Short exercise ▸
Give only the number of lines in the records below that contain the string "dark".

(Dataset entries)
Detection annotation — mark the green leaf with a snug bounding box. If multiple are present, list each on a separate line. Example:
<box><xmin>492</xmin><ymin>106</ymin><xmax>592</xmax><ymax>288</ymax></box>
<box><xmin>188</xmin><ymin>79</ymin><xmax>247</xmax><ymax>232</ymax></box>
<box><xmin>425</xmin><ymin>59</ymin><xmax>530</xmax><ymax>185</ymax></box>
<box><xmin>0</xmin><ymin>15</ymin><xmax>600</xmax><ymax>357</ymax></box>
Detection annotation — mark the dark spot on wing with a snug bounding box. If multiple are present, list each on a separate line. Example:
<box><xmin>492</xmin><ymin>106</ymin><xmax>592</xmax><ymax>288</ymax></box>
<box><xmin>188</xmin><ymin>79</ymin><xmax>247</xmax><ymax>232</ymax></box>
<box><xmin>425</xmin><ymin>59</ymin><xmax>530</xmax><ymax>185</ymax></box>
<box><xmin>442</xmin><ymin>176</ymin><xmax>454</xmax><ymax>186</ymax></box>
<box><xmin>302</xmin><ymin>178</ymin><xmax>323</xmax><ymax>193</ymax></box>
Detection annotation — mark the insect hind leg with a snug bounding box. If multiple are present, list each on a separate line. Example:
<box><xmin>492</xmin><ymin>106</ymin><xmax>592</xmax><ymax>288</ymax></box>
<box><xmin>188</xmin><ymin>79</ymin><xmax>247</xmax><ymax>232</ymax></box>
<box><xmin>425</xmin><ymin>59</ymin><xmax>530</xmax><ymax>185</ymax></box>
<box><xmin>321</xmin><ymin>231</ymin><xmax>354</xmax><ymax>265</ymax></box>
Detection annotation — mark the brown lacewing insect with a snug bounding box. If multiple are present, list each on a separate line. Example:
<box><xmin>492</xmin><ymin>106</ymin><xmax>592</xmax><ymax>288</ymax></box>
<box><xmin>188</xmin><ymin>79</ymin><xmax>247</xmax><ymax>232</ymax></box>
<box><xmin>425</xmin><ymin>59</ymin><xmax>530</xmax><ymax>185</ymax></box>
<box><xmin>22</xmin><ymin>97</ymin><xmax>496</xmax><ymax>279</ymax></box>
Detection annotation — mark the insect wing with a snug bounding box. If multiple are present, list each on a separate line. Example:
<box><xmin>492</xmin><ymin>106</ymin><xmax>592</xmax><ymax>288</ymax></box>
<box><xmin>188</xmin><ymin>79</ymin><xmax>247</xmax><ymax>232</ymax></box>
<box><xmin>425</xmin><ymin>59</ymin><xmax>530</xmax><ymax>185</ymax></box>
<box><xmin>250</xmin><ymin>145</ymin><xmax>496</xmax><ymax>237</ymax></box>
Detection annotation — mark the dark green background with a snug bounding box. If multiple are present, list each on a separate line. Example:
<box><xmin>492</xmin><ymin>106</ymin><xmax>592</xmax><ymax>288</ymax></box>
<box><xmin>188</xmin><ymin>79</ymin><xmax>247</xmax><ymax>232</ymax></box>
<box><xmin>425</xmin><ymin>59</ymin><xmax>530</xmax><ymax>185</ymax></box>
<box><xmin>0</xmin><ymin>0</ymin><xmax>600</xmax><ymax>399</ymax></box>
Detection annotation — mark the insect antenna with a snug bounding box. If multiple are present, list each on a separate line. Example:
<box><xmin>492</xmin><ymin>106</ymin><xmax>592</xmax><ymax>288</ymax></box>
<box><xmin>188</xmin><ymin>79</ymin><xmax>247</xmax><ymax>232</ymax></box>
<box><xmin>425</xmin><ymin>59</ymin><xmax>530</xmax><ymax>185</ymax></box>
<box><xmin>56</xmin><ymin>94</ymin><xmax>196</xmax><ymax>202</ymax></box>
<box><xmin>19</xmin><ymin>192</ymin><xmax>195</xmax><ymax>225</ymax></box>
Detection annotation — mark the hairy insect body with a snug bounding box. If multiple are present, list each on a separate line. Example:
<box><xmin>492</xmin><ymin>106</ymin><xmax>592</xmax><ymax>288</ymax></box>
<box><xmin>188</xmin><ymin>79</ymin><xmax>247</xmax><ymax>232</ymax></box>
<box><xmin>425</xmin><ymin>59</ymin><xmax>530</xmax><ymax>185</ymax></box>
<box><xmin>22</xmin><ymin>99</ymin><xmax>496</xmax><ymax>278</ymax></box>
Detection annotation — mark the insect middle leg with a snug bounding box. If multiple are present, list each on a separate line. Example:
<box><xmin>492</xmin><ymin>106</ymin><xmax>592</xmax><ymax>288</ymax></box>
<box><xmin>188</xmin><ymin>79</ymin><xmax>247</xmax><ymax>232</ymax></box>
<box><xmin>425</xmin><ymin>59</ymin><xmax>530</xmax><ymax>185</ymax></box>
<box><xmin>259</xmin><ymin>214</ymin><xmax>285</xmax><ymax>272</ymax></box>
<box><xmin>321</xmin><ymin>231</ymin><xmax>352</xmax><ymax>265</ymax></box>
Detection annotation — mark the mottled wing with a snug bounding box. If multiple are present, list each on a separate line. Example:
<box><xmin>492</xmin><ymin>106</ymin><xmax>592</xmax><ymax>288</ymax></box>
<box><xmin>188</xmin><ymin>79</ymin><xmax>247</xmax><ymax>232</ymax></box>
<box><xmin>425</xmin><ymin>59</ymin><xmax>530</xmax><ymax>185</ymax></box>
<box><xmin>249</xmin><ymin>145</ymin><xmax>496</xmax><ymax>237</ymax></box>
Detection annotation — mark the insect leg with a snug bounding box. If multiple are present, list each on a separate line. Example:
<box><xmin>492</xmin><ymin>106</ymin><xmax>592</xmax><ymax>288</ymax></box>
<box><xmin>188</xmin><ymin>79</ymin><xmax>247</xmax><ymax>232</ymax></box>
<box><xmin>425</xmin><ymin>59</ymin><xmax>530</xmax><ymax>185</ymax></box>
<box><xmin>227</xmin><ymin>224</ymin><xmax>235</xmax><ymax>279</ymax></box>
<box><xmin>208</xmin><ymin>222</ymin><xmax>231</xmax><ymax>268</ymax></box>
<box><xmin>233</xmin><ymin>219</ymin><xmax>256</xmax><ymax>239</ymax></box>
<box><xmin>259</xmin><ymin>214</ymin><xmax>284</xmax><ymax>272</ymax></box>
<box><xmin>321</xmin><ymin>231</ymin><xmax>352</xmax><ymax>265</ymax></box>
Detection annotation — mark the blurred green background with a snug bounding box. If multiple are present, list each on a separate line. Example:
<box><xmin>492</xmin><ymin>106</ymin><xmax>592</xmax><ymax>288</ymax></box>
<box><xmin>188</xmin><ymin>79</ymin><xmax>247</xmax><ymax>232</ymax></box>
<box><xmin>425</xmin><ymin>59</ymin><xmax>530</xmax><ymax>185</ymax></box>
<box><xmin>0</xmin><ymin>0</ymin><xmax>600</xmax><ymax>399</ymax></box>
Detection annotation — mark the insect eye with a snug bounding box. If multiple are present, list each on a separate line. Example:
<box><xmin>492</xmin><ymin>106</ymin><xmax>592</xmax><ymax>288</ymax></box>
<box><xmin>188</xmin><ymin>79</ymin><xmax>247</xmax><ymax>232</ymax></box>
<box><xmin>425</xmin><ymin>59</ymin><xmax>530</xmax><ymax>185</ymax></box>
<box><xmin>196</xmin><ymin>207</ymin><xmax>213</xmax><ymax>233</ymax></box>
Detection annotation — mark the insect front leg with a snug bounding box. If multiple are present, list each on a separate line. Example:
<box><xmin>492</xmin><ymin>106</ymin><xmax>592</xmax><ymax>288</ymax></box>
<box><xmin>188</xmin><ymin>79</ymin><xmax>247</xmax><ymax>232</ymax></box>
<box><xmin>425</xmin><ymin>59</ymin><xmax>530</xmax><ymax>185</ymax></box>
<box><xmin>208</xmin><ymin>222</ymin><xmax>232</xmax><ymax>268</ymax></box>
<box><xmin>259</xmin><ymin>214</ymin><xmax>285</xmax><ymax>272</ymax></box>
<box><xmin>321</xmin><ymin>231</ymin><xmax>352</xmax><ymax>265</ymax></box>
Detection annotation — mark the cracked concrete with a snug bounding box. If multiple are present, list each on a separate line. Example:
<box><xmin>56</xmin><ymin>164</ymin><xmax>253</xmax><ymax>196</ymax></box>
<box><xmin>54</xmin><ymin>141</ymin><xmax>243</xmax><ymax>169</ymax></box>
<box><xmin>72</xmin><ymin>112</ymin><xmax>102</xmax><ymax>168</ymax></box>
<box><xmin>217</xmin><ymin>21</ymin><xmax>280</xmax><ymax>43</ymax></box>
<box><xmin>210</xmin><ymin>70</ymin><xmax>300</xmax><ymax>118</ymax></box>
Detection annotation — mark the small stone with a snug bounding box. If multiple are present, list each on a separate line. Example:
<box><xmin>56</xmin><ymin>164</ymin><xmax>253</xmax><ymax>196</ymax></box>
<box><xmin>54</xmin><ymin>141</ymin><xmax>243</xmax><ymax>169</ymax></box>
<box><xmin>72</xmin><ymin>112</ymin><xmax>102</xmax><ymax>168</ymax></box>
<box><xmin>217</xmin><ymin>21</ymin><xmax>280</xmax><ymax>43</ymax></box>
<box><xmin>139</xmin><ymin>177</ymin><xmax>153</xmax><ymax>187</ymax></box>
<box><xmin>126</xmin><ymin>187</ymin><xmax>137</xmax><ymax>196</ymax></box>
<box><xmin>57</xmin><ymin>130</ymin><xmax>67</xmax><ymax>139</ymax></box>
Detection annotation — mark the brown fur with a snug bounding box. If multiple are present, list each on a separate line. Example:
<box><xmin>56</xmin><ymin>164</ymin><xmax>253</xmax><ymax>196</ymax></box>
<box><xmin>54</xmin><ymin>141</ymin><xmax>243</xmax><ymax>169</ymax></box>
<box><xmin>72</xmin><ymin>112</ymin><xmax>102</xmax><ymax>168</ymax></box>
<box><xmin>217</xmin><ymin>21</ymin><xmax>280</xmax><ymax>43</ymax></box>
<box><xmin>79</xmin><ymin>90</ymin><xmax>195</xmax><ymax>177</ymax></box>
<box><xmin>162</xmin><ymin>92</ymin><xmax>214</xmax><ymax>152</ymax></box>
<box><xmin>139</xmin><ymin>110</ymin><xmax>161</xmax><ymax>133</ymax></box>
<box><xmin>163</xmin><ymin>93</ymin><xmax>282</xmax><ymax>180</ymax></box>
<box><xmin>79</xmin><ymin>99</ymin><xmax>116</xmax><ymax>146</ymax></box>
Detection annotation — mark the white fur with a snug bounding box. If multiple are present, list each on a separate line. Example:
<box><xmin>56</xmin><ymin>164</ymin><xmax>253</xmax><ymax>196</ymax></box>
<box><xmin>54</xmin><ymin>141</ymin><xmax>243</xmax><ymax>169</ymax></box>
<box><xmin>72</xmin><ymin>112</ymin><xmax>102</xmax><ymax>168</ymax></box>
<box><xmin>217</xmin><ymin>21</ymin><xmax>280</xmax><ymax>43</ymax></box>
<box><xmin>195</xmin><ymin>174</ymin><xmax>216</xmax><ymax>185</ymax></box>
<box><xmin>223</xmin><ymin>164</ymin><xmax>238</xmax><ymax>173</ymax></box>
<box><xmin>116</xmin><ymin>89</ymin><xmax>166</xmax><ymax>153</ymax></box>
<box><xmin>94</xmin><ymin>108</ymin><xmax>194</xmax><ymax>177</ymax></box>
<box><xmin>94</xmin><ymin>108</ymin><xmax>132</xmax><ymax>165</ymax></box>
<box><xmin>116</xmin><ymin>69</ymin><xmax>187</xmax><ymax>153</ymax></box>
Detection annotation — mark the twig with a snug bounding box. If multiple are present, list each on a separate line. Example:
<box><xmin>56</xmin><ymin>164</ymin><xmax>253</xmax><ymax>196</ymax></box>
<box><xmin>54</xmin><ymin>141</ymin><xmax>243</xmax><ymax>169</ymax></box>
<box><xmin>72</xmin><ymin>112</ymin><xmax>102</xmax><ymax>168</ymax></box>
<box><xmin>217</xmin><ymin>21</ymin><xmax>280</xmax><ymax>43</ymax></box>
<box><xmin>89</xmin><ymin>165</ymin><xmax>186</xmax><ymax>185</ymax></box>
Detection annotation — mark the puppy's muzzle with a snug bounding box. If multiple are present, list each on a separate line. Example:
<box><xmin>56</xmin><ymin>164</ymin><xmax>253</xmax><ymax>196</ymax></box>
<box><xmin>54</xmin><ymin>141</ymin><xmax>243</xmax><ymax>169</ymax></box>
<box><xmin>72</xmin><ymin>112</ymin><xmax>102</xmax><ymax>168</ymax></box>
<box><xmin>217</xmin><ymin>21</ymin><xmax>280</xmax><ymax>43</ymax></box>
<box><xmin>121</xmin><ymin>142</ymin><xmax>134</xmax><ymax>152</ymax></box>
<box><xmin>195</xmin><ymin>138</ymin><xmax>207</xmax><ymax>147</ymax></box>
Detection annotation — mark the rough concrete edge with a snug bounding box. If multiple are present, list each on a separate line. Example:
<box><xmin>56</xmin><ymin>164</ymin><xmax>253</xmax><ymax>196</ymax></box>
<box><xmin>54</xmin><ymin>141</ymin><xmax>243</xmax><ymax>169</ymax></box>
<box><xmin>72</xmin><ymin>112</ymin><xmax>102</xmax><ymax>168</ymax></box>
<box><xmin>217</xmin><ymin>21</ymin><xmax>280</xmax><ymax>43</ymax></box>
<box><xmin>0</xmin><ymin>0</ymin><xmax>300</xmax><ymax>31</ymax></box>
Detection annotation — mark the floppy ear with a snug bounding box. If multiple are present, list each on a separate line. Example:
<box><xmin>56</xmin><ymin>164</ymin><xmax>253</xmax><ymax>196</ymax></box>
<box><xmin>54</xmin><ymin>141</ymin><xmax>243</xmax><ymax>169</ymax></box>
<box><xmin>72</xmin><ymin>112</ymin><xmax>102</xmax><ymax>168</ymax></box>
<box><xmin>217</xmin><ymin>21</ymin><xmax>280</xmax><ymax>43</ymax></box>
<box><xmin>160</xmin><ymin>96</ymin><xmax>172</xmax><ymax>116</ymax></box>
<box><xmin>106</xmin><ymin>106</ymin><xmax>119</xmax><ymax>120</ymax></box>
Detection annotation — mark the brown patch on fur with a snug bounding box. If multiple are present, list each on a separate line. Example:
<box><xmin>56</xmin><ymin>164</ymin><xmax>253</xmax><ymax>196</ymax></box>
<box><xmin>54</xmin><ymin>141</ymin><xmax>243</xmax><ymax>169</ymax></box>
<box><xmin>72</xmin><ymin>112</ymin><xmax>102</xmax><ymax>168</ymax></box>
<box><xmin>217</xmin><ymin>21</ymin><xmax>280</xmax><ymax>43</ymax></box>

Output for this exercise ▸
2